*Provided entries:*
════════════════════
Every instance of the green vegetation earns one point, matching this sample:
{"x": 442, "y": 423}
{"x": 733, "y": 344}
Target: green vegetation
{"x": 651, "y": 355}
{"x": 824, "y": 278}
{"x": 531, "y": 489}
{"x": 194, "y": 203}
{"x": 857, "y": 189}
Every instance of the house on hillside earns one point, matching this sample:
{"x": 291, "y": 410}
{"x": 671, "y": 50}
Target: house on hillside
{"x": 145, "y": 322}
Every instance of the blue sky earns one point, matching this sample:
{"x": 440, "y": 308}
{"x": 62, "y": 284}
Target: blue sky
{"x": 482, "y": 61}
════════════════════
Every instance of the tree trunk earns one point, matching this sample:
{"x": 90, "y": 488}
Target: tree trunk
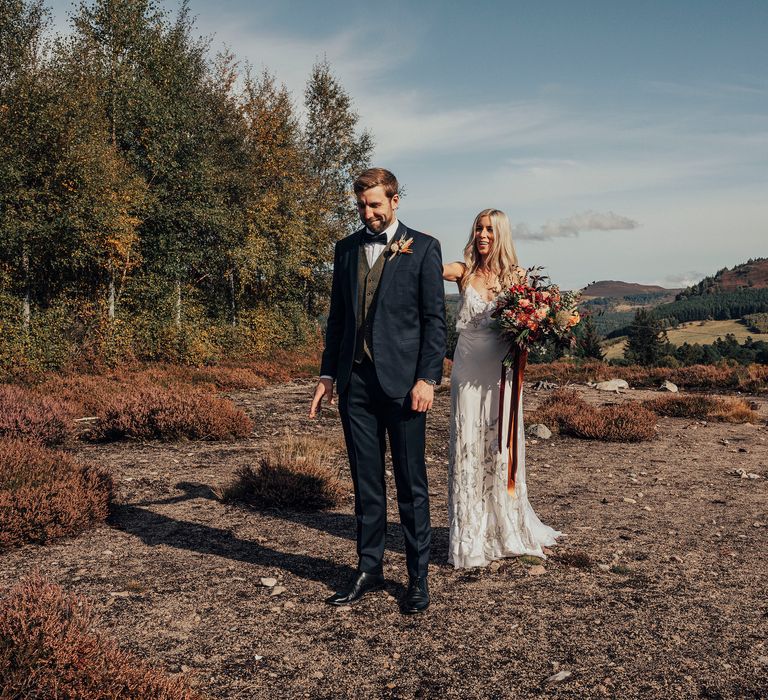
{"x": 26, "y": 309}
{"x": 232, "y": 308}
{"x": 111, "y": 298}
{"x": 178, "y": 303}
════════════════════
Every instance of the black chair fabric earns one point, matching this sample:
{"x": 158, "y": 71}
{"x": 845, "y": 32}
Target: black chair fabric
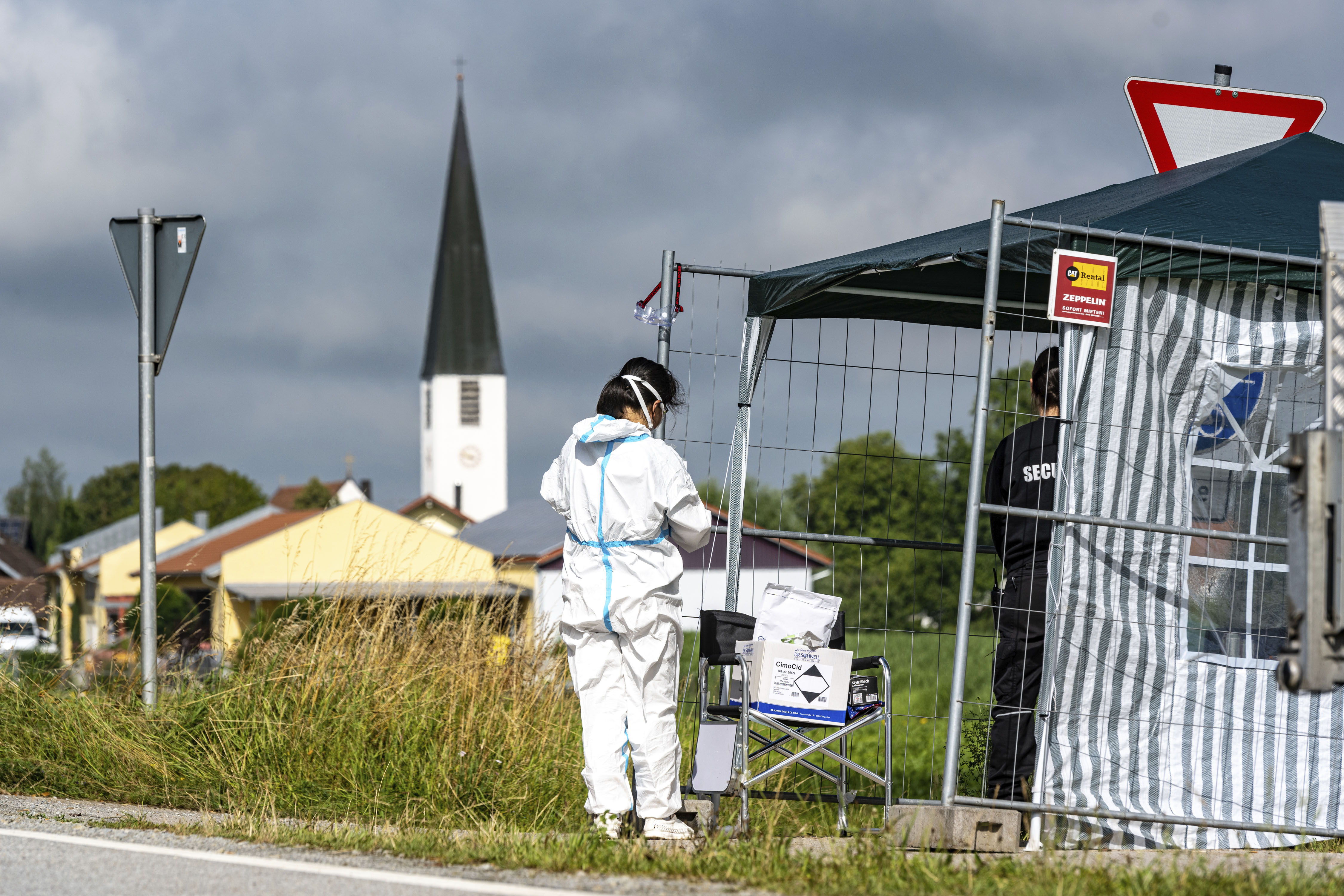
════════════════════
*Written request:*
Could you turn the lines above, beginning at the line that has "Every instance of the black" and stopping after the line that has "Target: black chair fabric", into a Markdown table with the columns Row and Line, numbering each row and leaving out any blank lines?

*Solution for this task:*
| Row | Line |
|---|---|
| 1 | Every instance of the black chair fabric earns one point, matching this sample: |
| 2 | {"x": 158, "y": 71} |
| 3 | {"x": 845, "y": 32} |
| 4 | Target: black chair fabric |